# SUPPLIED TEXT
Rav Shim’on Shlop writes about the difference between the first luchos and the second ones.
AS A BEGINNING OF this preparation, so that one is ready to acquire Torah, the Torah requires specific conditions. The first condition is toil and contemplation, as our sages explain “‘If in my statues you go’ (Vayiqra 26:3) … that you should be toiling in the Torah.” (Rashi ad loc, quoting Toras Kohanim 26:2)
One can use this to explain the whole notion of breaking the [first] Tablets, for which I have not found an explanation. At first glance, understanding seems closed off. Is it possible that Moses our teacher would think that because the Jews made the [Golden] Calf they should be left without the Torah? He should have just waited to teach them until they corrected their ways, not break them altogether and then have to fall before Hashem to beg for a second set of Tablets. Our sages received [a tradition that] there was a unique ability inherent in the first Tablets. As it says in Eiruvin (folio 54), “What does it mean when it is says, [of the first Tablets] ‘[The Tablets were made by God and written with God’s script] engraved on the Tablets’ (Shemos 32:16) ? Had the first Tablets not been destroyed, the Torah would never have been forgotten from Israel.” (Eiruvin 54a) Which is, they had the power that if someone learned them once, it would be guarded in his memory forever. This quality Moses felt would cause a very terrible profaning of the holy to arise. Could it happen that someone destroyed and estranged in evil deeds would be expert in all the “rooms” of the Torah? Moses reasoned a fortiori from the Passover offering about which the Torah says “no foreign child shall eat of it.” (Shemos 12:43 [To explain: If one offering can not be possessed by a non-Jew, how much more so should the entire Torah not be possessed by someone who is not merely a non-Jew, but an evil person.]) Therefore Moses found it fitting that these Tablets be shattered, and he should try to get other Tablets. The first Tablets were made by G-d, like the body of writing as explained in the Torah. The latter Tablets were made by man [Moshe Rabbeinu], as it says “Carve for yourself two stone tablets.” (Shemos 34:1) Tablets are things which cause standing and existence, that it’s not “letters fluttering in the air.” Since they were made by Hashem, they would stand eternally. But the second ones, which were man-made, only exist subject to conditions and constraints.

# WORK INSTRUCTIONS
Extend the passage on the first and second Tablets, starting right after its final sentence.

# INFORMATION SUPPLIED
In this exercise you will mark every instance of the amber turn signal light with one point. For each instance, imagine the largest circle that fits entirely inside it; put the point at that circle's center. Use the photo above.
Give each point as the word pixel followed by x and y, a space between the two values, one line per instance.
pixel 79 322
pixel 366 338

# TASK ANSWER
The beginning of the receiving of the Torah through Moses was a symbol and sign for all of the Jewish people who receive the Torah [since]. Just as Hashem told Moses, “Carve for yourself two stone Tablets”, so too it is advice for all who receive the Torah. Each must prepare Tablets for himself, to write upon them the word of Hashem. According to his readiness in preparing the Tablets, so will be his ability to receive. If in the beginning or even any time after that his Tablets are ruined, then his Torah will not remain. This removes much of Moses’ fear, because according to the value and greatness of the person in Yir’as Hashem [Awe/Fear of Hashem] and in middos, which are the Tablet of his heart, this will be the measure by which heaven will give him acquisition of Torah. And if he falls from his level, by that amount he will forget his Torah, just as our sages said of a number of things that cause Torah to be forgotten. About this great concept our sages told us to explain the text at the conclusion of the Torah, “and all the great Awe Inspiring acts which Moses wrought before the eyes of all of Israel.” (Devarim 34:12 [the Torah’s closing words])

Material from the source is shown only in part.